[Data records]
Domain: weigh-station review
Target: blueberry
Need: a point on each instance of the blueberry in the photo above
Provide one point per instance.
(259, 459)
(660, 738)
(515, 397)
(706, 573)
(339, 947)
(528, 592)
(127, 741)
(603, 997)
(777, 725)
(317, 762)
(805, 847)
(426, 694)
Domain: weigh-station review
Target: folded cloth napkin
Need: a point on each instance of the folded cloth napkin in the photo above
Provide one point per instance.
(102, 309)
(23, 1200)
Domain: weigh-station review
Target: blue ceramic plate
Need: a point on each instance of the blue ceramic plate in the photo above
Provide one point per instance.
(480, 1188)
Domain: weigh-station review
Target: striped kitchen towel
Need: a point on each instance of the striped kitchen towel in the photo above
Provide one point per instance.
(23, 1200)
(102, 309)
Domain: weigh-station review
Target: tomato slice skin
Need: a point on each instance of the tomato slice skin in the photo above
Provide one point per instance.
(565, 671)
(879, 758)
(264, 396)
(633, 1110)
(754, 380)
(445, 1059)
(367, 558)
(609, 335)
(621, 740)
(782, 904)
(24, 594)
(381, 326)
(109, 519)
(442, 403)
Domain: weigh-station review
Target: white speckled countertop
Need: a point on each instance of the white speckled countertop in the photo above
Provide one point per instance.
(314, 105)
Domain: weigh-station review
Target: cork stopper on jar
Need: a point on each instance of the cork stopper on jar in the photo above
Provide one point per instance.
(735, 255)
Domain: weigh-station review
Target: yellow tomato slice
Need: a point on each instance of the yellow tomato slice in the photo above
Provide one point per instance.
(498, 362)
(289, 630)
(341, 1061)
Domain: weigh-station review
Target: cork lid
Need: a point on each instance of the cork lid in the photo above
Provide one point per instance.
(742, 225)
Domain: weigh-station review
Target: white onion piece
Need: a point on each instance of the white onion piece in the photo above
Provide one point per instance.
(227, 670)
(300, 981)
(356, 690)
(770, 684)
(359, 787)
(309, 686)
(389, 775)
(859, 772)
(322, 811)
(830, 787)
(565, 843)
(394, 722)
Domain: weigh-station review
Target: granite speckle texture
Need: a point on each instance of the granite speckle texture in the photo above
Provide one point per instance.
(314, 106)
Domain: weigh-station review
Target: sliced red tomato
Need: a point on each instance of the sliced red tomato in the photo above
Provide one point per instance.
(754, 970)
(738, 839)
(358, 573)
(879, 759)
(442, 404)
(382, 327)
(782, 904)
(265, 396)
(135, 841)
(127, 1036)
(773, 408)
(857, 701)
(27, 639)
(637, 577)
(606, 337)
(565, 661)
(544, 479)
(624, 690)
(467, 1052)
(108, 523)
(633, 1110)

...

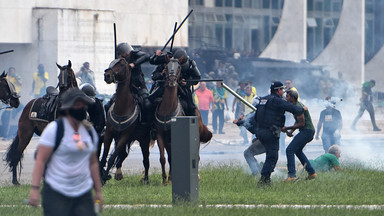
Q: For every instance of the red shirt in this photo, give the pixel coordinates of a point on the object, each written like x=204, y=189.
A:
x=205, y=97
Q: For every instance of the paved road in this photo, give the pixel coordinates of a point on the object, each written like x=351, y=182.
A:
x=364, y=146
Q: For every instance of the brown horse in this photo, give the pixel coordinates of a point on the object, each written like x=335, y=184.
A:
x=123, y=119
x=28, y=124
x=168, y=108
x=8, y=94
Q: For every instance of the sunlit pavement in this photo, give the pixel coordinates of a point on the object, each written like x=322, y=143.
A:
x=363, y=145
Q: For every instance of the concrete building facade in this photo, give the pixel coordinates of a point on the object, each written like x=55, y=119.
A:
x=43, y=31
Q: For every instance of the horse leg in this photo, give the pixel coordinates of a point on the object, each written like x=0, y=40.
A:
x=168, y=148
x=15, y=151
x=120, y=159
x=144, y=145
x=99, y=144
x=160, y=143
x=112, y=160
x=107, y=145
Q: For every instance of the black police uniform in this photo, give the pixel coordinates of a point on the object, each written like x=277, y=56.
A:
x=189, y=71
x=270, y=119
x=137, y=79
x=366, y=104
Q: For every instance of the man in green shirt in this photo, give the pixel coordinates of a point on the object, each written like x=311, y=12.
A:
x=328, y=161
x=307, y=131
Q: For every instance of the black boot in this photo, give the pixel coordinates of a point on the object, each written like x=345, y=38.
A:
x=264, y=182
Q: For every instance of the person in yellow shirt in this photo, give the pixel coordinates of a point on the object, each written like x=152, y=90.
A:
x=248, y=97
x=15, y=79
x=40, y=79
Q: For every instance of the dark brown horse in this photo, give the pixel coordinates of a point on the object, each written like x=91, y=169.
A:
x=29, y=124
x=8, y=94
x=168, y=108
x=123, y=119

- Directions:
Copy out, word for word, the lines above that begin at the line containing "Q: For every instance of the red" and end with the line containing "x=364, y=146", including both of those lines.

- Response:
Q: For every instance of the red shirt in this photo, give the pixel coordinates of a point on the object, each written like x=204, y=189.
A:
x=205, y=97
Q: For every instance of the paved road in this photo, give the pixel coordinates of a point on the object, each written like x=351, y=182.
A:
x=364, y=146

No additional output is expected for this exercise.